Trecho do texto:

A esta altura, o autor do Massacre de Realengo está sendo julgado nos tribunais “inferiores”, pois nas cortes superiores W.M.O. não tem a menor chance.

Se W.M.O. não tivesse culminado seus 12 instantes de desatino com outro ato de desprezo pela vida – a sua própria -, onde estaria agora?

Poderia ter sido linchado. O povo não confia na Justiça criminal. E, salvo por boa vontade, não tem mesmo por que crer “no sistema”. Às vezes a paciência é pouca e a fé é escassa. A Lei de Lynch ainda tem muitos adeptos no país da Lei de Gerson.

Se chegasse vivo às barras dos tribunais, W. teria os seus direitos constitucionais assegurados, como em qualquer país civilizado. Não pegaria pena de morte nem prisão perpétua. Não seria torturado para confessar. Teria direito de defesa e de explicar as razões (“razões”?) que o motivaram. Poderia até admitir que ele, sim, era covarde e cruel, e não os outros, como sentenciou em seu tresloucado vídeo-testamento.

Não importa o número de vítimas nem o tamanho da chacina. Se condenado, cumpriria somente 30 anos de cadeia (art. 75 do CP), de onde sairia aos 53 anos, ainda apto para o trabalho ou para novos crimes.

Antes, porém, W.M.O. poderia obter outros “direitos”, só conhecidos nestas plagas, próprios do cafuné processual ao qual o pseudogarantismo conduziu a jurisprudência brasileira. É o tal do coitadismo penal, baseado no inciso LXXIX do art. 5º da Constituição.

Achou? Não, sua Constituição não está desatualizada! É nesse inciso fictício que uma incerta juris(im)prudência inclui as garantias processuais mais esdrúxulas.

Registros de anotação de posição:
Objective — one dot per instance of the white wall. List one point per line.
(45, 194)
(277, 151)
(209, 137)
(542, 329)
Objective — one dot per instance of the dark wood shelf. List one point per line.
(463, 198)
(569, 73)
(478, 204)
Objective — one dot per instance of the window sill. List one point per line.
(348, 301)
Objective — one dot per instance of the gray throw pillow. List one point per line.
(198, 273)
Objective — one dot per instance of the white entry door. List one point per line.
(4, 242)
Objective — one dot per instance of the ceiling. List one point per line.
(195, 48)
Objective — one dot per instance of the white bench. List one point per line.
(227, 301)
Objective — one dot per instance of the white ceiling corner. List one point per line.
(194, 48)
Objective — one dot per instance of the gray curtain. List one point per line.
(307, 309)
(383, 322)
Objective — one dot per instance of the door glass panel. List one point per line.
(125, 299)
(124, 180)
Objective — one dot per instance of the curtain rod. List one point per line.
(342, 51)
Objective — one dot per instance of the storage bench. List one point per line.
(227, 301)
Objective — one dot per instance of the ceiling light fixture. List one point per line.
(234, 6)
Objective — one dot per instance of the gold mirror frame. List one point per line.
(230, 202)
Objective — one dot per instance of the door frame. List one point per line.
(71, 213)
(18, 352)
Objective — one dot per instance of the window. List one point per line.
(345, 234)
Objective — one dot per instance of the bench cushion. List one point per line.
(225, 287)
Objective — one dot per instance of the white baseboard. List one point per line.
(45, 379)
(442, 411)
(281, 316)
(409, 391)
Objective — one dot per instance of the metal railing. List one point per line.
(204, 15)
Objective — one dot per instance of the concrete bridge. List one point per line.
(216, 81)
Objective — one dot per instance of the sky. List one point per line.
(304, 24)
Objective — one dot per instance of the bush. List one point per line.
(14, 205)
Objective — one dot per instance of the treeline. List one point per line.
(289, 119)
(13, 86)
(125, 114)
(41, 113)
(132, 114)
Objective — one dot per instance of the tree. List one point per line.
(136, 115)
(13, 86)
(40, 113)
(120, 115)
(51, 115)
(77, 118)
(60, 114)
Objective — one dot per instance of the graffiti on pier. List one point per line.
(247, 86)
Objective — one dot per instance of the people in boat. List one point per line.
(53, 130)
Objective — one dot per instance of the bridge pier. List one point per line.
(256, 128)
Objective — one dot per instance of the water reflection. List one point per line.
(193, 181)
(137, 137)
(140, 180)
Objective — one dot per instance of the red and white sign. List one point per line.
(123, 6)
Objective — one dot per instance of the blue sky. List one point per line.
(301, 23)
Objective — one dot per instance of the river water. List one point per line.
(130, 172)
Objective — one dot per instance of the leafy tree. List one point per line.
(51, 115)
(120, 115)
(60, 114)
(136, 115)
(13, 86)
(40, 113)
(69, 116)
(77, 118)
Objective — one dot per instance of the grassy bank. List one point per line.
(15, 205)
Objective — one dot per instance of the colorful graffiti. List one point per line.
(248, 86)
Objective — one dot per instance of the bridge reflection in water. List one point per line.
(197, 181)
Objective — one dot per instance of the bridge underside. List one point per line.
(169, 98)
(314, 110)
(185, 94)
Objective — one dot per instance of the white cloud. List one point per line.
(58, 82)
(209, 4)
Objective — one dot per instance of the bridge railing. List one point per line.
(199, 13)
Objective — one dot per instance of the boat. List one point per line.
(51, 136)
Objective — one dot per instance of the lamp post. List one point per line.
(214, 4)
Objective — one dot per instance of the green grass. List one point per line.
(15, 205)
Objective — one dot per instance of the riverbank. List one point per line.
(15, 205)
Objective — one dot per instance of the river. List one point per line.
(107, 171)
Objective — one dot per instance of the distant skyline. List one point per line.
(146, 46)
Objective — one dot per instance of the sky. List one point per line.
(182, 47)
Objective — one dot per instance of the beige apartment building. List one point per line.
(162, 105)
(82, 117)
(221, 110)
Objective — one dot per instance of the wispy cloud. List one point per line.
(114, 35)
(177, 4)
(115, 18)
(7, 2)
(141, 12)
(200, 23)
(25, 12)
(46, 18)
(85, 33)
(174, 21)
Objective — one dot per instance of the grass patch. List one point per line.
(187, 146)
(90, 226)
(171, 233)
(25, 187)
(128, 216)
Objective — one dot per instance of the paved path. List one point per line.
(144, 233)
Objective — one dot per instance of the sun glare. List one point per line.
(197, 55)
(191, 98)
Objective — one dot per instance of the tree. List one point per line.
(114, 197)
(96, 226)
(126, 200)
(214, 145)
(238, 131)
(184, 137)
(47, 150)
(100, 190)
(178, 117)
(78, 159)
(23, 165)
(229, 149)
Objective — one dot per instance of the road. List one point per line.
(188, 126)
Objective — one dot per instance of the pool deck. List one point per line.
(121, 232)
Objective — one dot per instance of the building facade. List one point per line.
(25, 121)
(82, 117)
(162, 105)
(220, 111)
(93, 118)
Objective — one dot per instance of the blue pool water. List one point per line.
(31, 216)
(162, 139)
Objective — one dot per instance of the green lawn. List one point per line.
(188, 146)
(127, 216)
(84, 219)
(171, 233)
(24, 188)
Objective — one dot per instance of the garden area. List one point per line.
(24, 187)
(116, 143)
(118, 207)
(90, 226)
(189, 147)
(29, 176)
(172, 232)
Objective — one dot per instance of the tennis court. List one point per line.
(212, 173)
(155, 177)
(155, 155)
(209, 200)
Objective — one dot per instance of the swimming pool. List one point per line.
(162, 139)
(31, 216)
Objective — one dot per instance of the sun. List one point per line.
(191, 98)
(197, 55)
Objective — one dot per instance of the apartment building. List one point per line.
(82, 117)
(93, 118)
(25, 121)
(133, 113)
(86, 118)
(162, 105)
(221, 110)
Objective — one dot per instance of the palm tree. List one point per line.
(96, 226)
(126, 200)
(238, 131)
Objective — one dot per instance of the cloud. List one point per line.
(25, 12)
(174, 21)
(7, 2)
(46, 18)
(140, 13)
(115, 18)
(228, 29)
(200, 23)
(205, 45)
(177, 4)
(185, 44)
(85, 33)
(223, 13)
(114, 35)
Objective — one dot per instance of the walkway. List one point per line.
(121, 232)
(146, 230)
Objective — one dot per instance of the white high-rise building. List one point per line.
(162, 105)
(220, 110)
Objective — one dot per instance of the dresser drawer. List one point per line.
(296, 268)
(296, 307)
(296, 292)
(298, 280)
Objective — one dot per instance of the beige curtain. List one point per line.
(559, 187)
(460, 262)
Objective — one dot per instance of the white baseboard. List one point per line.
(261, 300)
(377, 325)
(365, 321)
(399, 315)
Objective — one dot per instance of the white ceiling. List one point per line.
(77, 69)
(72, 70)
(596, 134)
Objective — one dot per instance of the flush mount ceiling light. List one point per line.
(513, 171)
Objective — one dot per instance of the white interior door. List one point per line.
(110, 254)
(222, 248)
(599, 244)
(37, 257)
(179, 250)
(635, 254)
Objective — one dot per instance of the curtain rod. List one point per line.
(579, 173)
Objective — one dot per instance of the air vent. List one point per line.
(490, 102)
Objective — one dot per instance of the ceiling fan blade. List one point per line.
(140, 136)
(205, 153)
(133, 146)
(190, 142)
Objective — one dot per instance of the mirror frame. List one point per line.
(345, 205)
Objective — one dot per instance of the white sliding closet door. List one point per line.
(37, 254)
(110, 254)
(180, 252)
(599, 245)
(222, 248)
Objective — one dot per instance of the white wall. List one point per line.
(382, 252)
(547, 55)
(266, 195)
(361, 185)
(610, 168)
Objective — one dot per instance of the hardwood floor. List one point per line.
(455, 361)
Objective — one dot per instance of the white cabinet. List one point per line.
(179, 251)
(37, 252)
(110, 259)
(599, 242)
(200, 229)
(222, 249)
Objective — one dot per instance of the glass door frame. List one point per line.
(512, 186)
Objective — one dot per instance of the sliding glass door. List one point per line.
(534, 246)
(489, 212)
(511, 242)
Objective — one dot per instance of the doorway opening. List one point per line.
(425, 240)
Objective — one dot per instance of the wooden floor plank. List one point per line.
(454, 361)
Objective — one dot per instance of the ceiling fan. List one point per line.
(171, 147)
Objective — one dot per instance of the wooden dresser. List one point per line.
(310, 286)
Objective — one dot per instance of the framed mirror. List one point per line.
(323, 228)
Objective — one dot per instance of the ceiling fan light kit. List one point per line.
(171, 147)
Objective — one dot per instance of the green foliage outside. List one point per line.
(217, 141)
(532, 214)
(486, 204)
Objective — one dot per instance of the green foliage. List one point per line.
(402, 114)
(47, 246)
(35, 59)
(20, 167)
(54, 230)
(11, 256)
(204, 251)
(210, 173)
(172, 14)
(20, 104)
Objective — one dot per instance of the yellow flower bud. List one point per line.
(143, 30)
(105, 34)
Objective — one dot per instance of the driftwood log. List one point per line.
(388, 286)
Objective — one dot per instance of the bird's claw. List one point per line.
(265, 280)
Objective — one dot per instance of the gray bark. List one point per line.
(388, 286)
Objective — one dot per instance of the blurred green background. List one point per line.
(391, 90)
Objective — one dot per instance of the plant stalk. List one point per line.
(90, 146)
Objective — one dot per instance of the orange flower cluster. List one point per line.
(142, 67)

Descrição do exercício:
De acordo com o texto sobre o Massacre de Realengo, quantos anos de cadeia W.M.O. cumpriria se fosse condenado, e com que idade sairia?

Resultado da tarefa:
Cumpriria somente 30 anos de cadeia (art. 75 do CP) e sairia aos 53 anos.